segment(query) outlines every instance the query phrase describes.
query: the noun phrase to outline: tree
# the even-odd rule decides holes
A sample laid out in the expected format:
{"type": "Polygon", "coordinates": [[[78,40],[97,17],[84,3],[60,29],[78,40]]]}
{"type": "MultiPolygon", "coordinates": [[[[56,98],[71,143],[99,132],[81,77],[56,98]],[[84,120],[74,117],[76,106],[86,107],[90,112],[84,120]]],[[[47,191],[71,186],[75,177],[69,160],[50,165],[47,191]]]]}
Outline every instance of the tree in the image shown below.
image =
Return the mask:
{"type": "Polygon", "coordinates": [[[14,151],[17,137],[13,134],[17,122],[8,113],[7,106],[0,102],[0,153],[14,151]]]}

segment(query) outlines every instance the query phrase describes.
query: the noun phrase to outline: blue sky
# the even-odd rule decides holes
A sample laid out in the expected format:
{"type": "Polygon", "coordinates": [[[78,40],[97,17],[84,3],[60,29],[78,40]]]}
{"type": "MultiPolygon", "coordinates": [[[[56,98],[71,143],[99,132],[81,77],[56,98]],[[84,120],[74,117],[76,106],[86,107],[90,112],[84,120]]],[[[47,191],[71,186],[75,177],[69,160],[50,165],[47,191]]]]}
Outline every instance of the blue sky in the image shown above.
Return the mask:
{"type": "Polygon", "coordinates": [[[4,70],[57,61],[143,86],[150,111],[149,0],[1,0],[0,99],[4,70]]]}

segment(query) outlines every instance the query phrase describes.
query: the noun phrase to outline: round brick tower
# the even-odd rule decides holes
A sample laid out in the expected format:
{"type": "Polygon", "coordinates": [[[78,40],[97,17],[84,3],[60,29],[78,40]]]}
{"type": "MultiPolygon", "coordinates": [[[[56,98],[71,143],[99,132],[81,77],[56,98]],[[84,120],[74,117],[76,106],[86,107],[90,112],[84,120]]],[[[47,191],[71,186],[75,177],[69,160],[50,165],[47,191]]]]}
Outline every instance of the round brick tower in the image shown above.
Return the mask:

○ ○ ○ ○ ○

WRITTEN EXERCISE:
Pull out every line of the lines above that contains the string "shown", copying each one in full.

RESPONSE TO THE TASK:
Outline every instance of the tree in the image shown below.
Outline every instance of the blue sky in the image shown above.
Outline every instance of the round brick tower in the image shown above.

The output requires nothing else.